AIM OF THE EXERCISE
Repeat every line of the listing below exactly, minus the pictures.

DATA FOR THIS TASK
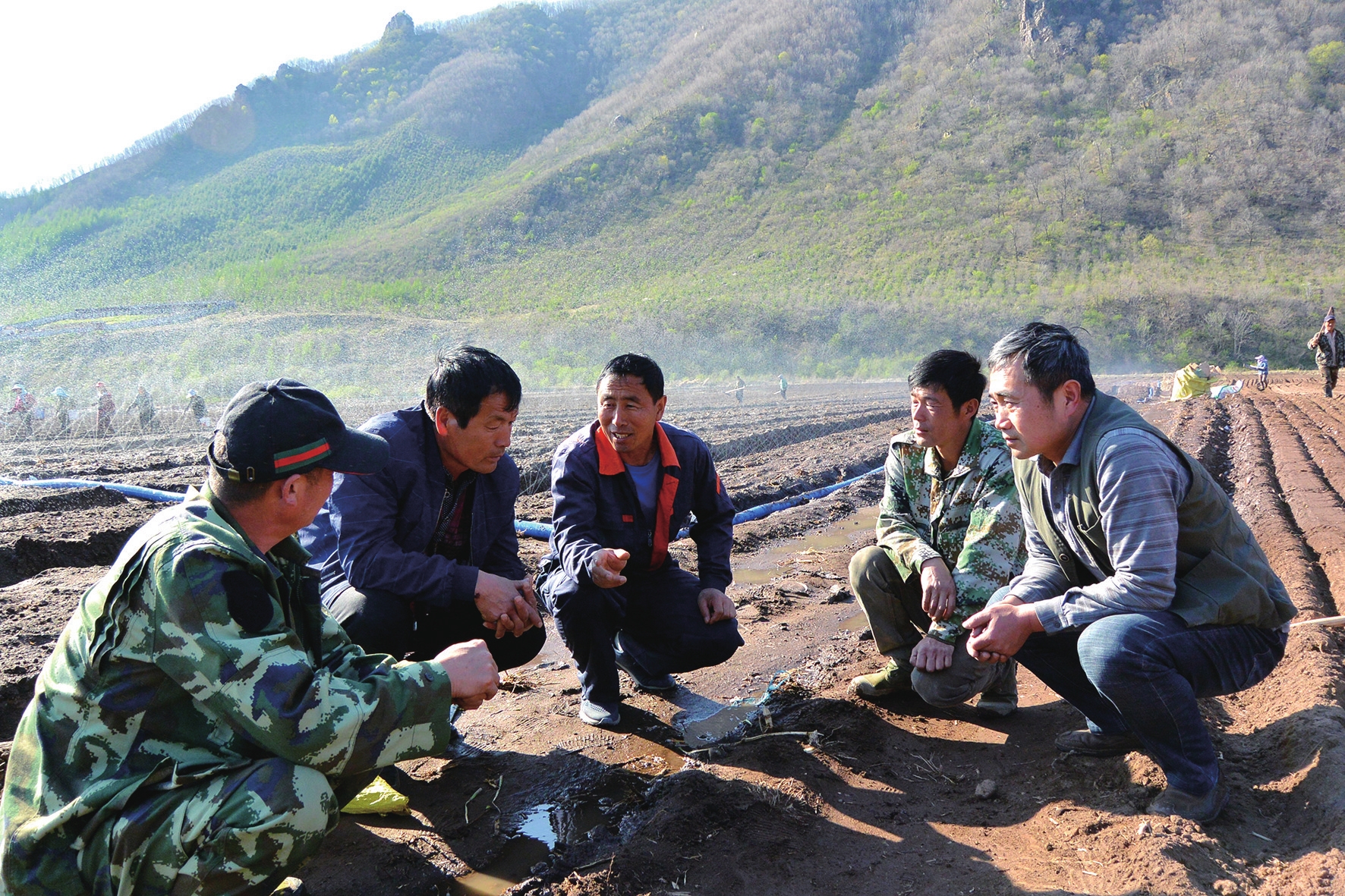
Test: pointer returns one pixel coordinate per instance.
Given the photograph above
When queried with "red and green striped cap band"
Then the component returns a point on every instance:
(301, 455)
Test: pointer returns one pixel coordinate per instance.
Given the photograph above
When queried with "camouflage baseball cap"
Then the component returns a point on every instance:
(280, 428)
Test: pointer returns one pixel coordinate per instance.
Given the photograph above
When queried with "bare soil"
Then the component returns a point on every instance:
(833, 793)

RESPONSE TO THE TASK
Test: pointer returns one pixel coordinate per instance.
Given the photograph above
When queried with "red and green striped cap band"
Then the component returns a point on every instance:
(301, 455)
Test: pointer returns one pixel coordinate per instance.
Given the photograph above
When queried with "camouflage baseball cap"
Then the component returns a point on every instance:
(280, 428)
Test: pointer returns one pixel coordinate per instance.
Given the photograph above
When queried with "bare soil"
Then the component returns a point on every instance:
(833, 793)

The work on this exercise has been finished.